- [DIRECTIVE] Pick out every line in the material below that contains the word "yellow", and copy each one.

[Location identification entries]
+ + + +

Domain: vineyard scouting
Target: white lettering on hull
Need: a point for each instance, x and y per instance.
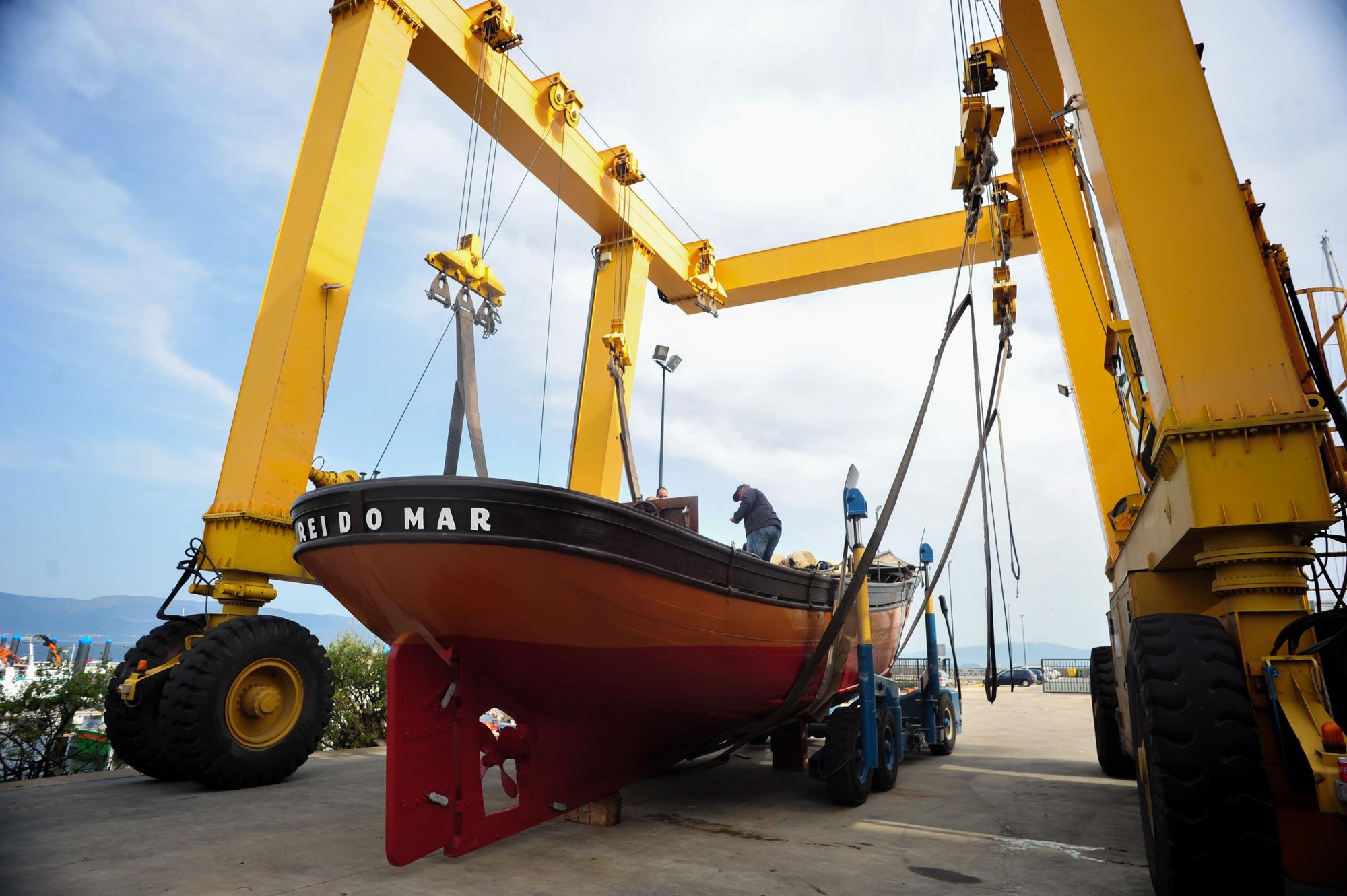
(414, 520)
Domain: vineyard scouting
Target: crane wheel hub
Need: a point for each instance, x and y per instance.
(265, 703)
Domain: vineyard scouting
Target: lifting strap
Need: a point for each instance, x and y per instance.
(615, 370)
(465, 393)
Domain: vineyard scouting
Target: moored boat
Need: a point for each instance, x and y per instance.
(566, 611)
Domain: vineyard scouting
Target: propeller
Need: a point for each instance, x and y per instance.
(496, 750)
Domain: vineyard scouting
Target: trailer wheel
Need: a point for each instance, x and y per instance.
(134, 728)
(886, 776)
(249, 703)
(1104, 701)
(849, 780)
(1206, 805)
(946, 727)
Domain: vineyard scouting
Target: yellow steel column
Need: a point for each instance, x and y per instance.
(619, 299)
(1078, 295)
(285, 384)
(1241, 479)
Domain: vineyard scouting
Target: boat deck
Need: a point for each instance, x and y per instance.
(1020, 806)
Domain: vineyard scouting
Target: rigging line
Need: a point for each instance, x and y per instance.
(964, 506)
(531, 59)
(552, 284)
(673, 207)
(984, 429)
(452, 319)
(1006, 483)
(847, 600)
(996, 533)
(494, 149)
(1062, 131)
(473, 129)
(958, 61)
(511, 203)
(958, 276)
(1094, 302)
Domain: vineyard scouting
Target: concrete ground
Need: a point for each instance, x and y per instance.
(1020, 806)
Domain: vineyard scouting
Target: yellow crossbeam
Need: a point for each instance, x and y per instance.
(449, 54)
(865, 256)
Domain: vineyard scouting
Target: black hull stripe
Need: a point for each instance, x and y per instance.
(562, 521)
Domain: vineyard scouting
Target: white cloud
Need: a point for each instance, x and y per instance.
(81, 234)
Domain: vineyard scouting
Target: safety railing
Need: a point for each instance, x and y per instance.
(1066, 676)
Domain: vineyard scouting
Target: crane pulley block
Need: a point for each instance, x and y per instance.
(980, 74)
(711, 294)
(979, 117)
(624, 167)
(496, 27)
(562, 97)
(616, 342)
(465, 265)
(1003, 295)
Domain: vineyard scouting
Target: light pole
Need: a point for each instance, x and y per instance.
(667, 366)
(1024, 645)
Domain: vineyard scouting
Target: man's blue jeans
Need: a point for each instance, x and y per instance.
(763, 543)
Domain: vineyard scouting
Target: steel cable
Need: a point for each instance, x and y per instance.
(859, 576)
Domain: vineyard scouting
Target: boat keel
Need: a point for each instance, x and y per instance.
(440, 754)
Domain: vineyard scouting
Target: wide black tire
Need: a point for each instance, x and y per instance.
(886, 776)
(1206, 805)
(134, 728)
(1104, 700)
(948, 727)
(195, 703)
(848, 780)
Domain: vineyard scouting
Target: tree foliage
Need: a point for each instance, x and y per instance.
(36, 726)
(360, 669)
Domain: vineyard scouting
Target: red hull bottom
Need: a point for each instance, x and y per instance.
(565, 757)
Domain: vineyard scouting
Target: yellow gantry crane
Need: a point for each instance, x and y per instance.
(1208, 429)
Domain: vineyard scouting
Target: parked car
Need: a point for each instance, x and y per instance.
(1023, 677)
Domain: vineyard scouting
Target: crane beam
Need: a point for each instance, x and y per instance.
(865, 256)
(452, 55)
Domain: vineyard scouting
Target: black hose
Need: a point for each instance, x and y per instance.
(1323, 381)
(191, 570)
(847, 600)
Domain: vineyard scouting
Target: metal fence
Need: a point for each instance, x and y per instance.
(909, 672)
(1066, 676)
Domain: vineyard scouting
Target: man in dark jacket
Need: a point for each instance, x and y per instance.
(760, 521)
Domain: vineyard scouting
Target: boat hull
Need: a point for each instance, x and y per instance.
(620, 642)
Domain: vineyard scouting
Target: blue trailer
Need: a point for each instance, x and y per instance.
(868, 738)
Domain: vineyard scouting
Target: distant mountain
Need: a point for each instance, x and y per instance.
(126, 618)
(977, 654)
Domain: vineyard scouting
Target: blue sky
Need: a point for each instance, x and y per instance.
(145, 162)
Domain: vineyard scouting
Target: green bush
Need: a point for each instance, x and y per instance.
(360, 670)
(36, 726)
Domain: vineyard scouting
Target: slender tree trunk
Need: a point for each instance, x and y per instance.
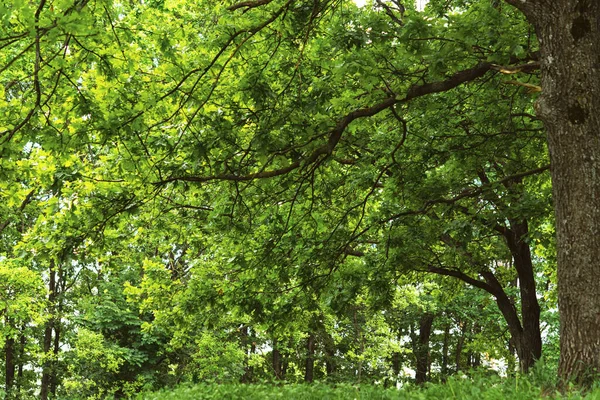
(445, 346)
(310, 358)
(48, 367)
(9, 367)
(21, 360)
(277, 367)
(55, 351)
(330, 366)
(531, 338)
(569, 35)
(422, 348)
(459, 347)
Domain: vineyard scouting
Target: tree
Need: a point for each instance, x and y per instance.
(569, 37)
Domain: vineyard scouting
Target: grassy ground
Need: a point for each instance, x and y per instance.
(478, 388)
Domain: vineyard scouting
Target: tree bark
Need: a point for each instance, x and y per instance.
(310, 358)
(9, 352)
(445, 346)
(422, 348)
(459, 346)
(530, 340)
(277, 367)
(569, 36)
(48, 367)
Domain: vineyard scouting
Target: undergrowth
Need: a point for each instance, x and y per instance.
(540, 384)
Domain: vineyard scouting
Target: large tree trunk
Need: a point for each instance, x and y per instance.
(569, 35)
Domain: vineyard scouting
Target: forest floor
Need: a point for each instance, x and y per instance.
(455, 388)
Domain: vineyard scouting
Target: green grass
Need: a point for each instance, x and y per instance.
(478, 388)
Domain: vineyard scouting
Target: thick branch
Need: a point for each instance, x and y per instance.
(336, 133)
(466, 194)
(248, 4)
(465, 278)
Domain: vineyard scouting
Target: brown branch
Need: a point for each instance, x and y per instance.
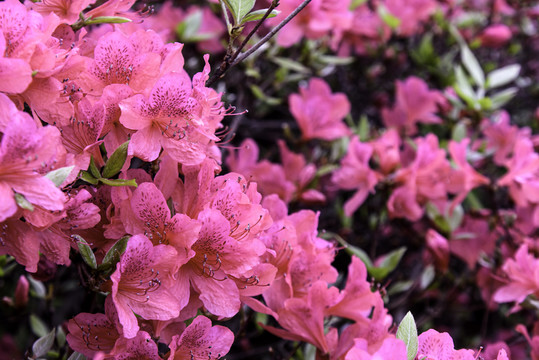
(232, 60)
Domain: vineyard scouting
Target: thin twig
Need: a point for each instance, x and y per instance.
(271, 33)
(272, 7)
(227, 63)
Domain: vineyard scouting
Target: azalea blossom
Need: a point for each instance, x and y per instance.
(319, 112)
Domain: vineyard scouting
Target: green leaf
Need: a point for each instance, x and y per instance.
(326, 169)
(86, 176)
(38, 288)
(113, 255)
(106, 20)
(392, 21)
(357, 3)
(503, 76)
(86, 251)
(77, 356)
(38, 326)
(503, 97)
(93, 169)
(116, 161)
(407, 332)
(459, 132)
(427, 276)
(189, 26)
(23, 203)
(58, 176)
(291, 65)
(364, 128)
(239, 8)
(60, 336)
(463, 87)
(119, 182)
(472, 66)
(455, 218)
(259, 14)
(42, 345)
(388, 264)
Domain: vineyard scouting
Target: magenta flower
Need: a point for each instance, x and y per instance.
(523, 273)
(319, 112)
(93, 333)
(411, 13)
(170, 119)
(15, 71)
(141, 284)
(435, 345)
(201, 341)
(464, 178)
(134, 61)
(414, 103)
(355, 173)
(27, 151)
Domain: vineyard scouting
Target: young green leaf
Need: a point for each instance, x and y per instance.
(119, 182)
(86, 176)
(43, 344)
(116, 161)
(93, 169)
(23, 203)
(388, 264)
(472, 66)
(58, 176)
(407, 332)
(259, 14)
(388, 18)
(113, 255)
(39, 328)
(86, 251)
(503, 97)
(503, 76)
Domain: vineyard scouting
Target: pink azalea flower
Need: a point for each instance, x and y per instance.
(142, 282)
(411, 14)
(501, 136)
(319, 112)
(435, 345)
(303, 318)
(90, 334)
(367, 32)
(81, 136)
(355, 173)
(20, 241)
(170, 119)
(438, 247)
(300, 174)
(472, 239)
(201, 341)
(67, 10)
(523, 273)
(391, 348)
(26, 152)
(495, 36)
(356, 300)
(522, 177)
(119, 59)
(270, 178)
(320, 18)
(141, 346)
(414, 103)
(422, 180)
(15, 72)
(386, 151)
(464, 178)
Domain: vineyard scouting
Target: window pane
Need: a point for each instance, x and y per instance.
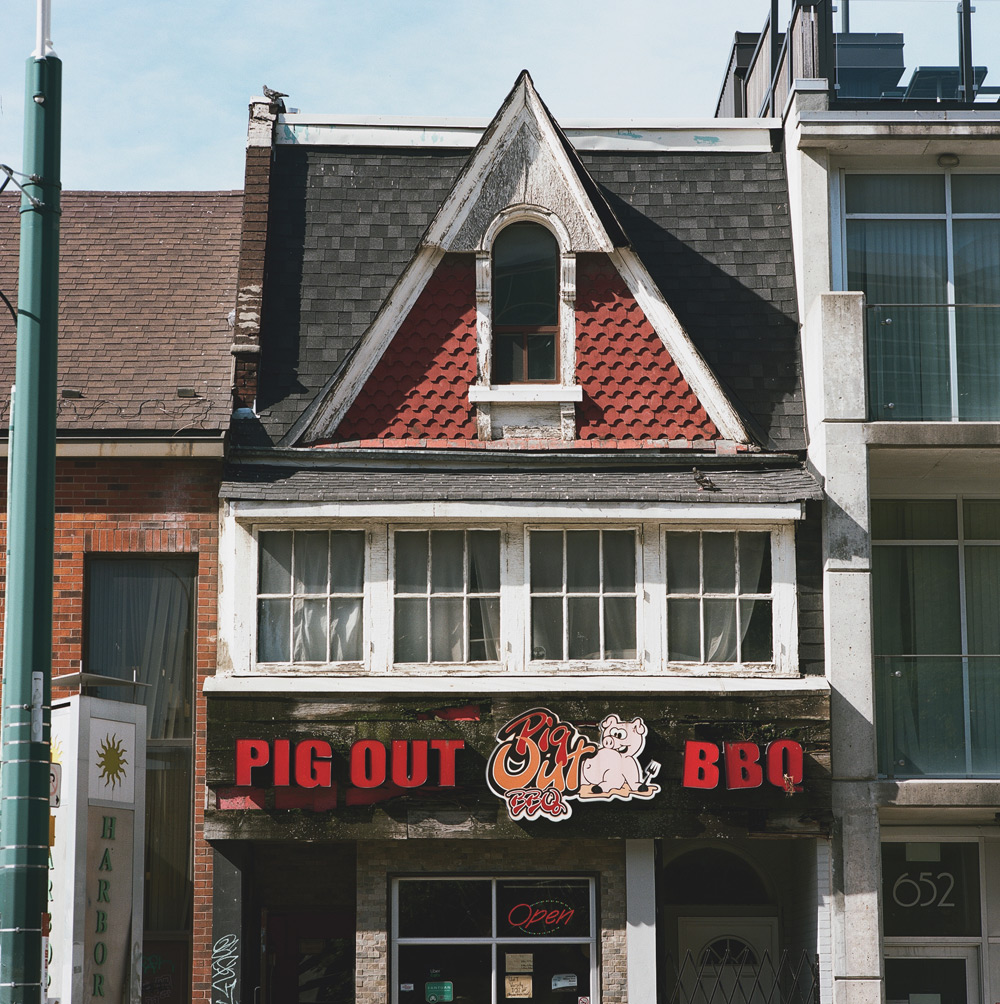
(541, 356)
(484, 561)
(582, 567)
(484, 630)
(447, 560)
(546, 560)
(309, 631)
(275, 561)
(899, 261)
(563, 968)
(447, 630)
(720, 562)
(311, 561)
(895, 193)
(446, 909)
(525, 270)
(520, 900)
(619, 626)
(347, 565)
(682, 563)
(411, 562)
(546, 628)
(755, 562)
(345, 631)
(684, 631)
(141, 614)
(508, 358)
(584, 628)
(461, 972)
(168, 839)
(619, 561)
(951, 891)
(916, 600)
(720, 631)
(982, 519)
(411, 631)
(757, 646)
(902, 520)
(274, 631)
(976, 193)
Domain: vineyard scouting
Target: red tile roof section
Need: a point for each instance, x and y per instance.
(633, 389)
(147, 281)
(420, 388)
(634, 393)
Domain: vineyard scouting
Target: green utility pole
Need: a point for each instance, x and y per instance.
(27, 662)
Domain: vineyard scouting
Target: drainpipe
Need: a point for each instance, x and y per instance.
(27, 657)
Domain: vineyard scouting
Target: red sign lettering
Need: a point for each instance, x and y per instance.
(783, 761)
(700, 759)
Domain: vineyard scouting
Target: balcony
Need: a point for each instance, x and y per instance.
(872, 54)
(938, 716)
(933, 362)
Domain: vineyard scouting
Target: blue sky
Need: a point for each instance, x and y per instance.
(156, 92)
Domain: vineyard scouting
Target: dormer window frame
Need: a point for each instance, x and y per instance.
(485, 390)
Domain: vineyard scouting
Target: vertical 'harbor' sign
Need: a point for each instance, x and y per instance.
(95, 864)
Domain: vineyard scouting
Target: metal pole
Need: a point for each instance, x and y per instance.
(27, 663)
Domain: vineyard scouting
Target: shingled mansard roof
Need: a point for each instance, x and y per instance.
(147, 284)
(696, 235)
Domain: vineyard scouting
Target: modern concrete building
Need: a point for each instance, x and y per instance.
(891, 134)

+ + + +

- [OUTPUT OF THE EXERCISE]
Target: yellow steel column
Target: yellow crossbeam
Target: yellow gantry crane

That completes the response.